[[ SUPPLIED RECORDS, beginning ]]
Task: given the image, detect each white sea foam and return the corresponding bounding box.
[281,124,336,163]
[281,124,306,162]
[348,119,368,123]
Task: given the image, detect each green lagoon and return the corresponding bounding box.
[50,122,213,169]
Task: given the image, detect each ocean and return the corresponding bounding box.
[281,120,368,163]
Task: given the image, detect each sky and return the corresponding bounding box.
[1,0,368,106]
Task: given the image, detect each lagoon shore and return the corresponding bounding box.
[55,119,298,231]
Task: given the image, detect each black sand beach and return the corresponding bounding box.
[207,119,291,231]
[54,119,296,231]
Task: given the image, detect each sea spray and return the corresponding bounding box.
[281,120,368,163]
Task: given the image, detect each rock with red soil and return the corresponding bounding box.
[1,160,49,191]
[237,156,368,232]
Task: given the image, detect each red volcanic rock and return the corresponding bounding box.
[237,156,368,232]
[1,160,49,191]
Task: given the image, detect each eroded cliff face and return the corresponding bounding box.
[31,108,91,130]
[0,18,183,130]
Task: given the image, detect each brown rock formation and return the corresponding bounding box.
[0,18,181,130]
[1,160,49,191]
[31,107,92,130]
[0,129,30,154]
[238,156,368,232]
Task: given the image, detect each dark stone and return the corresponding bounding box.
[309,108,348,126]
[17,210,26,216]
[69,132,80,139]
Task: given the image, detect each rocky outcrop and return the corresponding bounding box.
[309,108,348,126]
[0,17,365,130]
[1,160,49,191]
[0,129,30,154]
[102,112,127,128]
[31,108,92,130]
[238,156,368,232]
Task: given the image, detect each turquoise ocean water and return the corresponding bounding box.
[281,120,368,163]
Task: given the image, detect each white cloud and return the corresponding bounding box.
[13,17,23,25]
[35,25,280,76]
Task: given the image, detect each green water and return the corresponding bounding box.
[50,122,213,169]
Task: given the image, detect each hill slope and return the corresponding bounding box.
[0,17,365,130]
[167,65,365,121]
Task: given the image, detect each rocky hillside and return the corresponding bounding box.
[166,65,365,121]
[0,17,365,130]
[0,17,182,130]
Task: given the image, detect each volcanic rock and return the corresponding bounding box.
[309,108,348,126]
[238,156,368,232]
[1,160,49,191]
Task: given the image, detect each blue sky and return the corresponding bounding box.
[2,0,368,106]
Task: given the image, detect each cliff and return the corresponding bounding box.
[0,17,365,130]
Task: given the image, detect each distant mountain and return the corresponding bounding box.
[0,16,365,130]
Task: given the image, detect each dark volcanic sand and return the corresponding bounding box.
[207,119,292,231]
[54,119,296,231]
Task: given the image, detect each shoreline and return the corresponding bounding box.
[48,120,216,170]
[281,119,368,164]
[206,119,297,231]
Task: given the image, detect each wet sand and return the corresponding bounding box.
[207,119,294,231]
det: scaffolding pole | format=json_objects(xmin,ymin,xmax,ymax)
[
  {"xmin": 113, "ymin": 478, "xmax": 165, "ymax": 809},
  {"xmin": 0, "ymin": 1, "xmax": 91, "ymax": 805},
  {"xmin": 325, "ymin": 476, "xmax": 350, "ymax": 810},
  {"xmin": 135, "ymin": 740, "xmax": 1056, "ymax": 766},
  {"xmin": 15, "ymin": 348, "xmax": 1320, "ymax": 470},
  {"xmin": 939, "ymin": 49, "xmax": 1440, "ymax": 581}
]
[[ SUPPLIED RECORDS, end ]]
WHAT IS EXPECTED
Once more, give all the records exactly as they were written.

EXERCISE RESULT
Task: given the image, detect each white sea foam and return the corresponding bounding box.
[281,124,336,163]
[281,124,306,162]
[348,119,368,123]
Task: given the image, detect each green lagoon and return the corresponding bounding box.
[50,122,213,169]
Task: given the image, detect each ocean and return the corresponding bounding box.
[281,120,368,163]
Task: given the image, detect each sky and return the corresponding bounding box.
[1,0,368,106]
Task: given the image, detect each lagoon shore and return the corresponding bounding box.
[55,119,298,231]
Task: given the image, detect each black sand beach and return the corresponding bounding box.
[207,119,291,231]
[54,119,296,231]
Task: given the image, detect each sea spray and return the corresponding bounding box.
[281,120,368,163]
Task: given the image, detect each rock with red soil and return the corresponding bounding box.
[1,160,49,191]
[237,156,368,232]
Task: given the image, detect each red volcanic rock and return the corresponding bounding box.
[237,156,368,232]
[1,160,49,191]
Task: given the image, detect each eroded cliff face and return the corresponding bounding box.
[31,108,91,130]
[0,18,183,130]
Task: given the image, detect each brown rock formation and return the corresponding bounding box.
[0,18,181,130]
[1,160,49,191]
[31,107,92,130]
[0,129,30,154]
[238,156,368,232]
Task: given the image, detect each dark stone and return the corresponding bounding box.
[309,108,348,126]
[17,210,26,216]
[69,132,80,139]
Task: given the image, detect each rocky outcrop and return the corresponding bounding box.
[309,108,348,126]
[0,17,365,130]
[1,160,49,191]
[0,129,30,154]
[102,112,127,128]
[31,108,92,130]
[238,156,368,232]
Task: given the image, detect each turquoise ocean water and return the corresponding bounding box.
[281,120,368,163]
Task: given the image, detect each white cloud and return the corresponding bounding box.
[13,17,23,25]
[35,25,280,76]
Task: given the image, detect each green water and return the corresponding bounding box.
[50,122,213,169]
Task: given the image, detect each hill slope and return the corresponding bounding box.
[0,17,365,130]
[167,65,365,121]
Task: given the image, detect each rocky hillside and return the corresponding bounding box.
[166,65,365,121]
[0,17,365,130]
[0,17,182,130]
Task: given the image, detect each volcanic rock and return the corresponding bounding box.
[309,108,348,126]
[238,156,368,232]
[1,160,49,191]
Task: given the image, detect each blue sky and return the corresponding bounding box.
[2,0,368,106]
Task: given the image, detect each cliff and return the corresponding bounding box.
[0,17,365,130]
Task: given the image, detect each distant mountain and return the corresponding bounding box.
[0,16,365,130]
Task: given the image, detect each dark volcanic sand and return the corresponding bounding box.
[207,119,292,231]
[54,119,296,231]
Task: given the image, detect each shoreline and return the corresponding bounding box.
[48,120,216,170]
[281,119,368,164]
[206,119,297,231]
Task: given the image, detect each wet sand and return the corresponding bounding box.
[207,119,294,231]
det: scaffolding pole | format=json_objects(xmin,ymin,xmax,ymax)
[
  {"xmin": 113, "ymin": 478, "xmax": 165, "ymax": 809},
  {"xmin": 0, "ymin": 1, "xmax": 91, "ymax": 805},
  {"xmin": 325, "ymin": 476, "xmax": 350, "ymax": 810},
  {"xmin": 135, "ymin": 740, "xmax": 1056, "ymax": 766},
  {"xmin": 15, "ymin": 348, "xmax": 1320, "ymax": 470},
  {"xmin": 939, "ymin": 49, "xmax": 1440, "ymax": 581}
]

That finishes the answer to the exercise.